Across the listing, tally the lines in which the word "parking" occurs, then report the tally alone.

> [Data for this task]
------------------------------------------------------------

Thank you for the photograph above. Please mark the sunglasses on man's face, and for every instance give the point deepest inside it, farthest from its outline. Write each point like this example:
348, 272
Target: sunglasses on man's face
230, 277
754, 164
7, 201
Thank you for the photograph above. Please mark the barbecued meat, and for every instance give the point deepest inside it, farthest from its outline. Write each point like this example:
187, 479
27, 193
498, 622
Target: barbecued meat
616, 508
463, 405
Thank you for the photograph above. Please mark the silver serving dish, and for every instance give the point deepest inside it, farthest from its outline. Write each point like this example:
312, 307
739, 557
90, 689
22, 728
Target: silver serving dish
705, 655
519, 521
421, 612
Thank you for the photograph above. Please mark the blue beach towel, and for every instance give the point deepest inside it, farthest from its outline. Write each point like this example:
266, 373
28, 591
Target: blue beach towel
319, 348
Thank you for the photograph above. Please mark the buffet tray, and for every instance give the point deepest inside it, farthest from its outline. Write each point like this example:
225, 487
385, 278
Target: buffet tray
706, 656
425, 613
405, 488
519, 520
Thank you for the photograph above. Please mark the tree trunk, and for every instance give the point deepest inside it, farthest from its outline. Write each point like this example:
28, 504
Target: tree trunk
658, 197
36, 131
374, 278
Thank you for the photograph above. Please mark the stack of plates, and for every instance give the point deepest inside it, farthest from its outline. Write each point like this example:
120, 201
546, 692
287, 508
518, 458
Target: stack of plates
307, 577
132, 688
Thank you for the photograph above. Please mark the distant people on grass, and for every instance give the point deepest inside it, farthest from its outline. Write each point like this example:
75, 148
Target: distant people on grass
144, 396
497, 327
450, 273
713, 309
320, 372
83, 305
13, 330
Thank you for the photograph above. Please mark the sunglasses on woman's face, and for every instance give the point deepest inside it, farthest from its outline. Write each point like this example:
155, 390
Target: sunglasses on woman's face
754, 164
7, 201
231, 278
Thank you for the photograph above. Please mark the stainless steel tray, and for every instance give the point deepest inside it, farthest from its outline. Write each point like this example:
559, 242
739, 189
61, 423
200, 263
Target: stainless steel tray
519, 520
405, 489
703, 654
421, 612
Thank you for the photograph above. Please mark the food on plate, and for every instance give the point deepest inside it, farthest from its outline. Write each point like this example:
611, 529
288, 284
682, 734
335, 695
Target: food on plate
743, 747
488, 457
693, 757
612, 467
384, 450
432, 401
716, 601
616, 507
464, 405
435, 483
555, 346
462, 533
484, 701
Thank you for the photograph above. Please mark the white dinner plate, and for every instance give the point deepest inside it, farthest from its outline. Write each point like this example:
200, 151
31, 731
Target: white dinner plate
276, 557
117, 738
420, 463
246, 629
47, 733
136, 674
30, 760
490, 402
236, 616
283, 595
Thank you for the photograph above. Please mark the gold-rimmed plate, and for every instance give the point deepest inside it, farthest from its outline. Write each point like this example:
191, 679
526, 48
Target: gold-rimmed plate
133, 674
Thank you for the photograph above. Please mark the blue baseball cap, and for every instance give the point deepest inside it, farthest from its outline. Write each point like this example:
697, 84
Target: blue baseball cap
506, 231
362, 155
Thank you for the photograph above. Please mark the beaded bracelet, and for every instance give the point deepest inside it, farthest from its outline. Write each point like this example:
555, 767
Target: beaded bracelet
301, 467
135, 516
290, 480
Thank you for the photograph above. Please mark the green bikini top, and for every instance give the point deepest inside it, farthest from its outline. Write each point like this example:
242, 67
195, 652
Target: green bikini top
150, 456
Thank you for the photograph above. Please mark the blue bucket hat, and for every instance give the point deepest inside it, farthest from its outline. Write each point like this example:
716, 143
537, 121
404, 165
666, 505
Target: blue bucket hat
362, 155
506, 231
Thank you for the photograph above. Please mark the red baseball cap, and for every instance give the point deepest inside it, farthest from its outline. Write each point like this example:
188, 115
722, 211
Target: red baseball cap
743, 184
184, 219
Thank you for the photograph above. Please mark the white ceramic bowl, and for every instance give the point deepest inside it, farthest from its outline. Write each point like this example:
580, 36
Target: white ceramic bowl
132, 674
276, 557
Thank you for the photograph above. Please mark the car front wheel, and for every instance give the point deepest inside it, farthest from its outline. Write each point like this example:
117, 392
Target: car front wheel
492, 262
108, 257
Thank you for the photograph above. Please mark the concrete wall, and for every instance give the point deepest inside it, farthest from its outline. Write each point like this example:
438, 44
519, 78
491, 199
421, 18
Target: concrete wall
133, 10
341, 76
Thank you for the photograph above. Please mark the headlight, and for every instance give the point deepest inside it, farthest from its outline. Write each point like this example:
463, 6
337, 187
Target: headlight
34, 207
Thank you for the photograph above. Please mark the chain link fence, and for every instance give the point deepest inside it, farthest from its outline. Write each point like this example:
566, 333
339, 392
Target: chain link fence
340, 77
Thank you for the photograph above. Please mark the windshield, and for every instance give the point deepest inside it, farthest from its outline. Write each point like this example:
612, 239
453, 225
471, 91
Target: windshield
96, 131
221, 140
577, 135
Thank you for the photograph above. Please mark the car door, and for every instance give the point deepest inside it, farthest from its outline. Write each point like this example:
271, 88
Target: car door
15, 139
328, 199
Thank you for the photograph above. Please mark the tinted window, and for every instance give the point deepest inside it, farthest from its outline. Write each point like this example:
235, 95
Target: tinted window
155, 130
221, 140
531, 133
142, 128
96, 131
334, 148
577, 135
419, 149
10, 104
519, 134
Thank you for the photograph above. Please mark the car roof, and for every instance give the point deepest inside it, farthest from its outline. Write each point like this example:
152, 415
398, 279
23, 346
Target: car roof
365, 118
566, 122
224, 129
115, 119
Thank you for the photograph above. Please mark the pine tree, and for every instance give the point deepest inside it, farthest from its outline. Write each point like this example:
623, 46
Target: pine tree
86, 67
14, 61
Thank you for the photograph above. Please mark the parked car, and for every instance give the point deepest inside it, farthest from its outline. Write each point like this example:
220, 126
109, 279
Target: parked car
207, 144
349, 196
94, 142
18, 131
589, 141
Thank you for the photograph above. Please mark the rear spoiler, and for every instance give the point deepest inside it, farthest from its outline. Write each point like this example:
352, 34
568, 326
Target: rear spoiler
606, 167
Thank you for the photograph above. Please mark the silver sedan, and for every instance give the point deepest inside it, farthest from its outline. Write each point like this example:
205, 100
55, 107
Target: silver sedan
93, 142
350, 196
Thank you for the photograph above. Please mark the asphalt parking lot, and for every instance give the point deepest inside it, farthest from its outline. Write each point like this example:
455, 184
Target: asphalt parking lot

------------------------------------------------------------

> [Response to the task]
2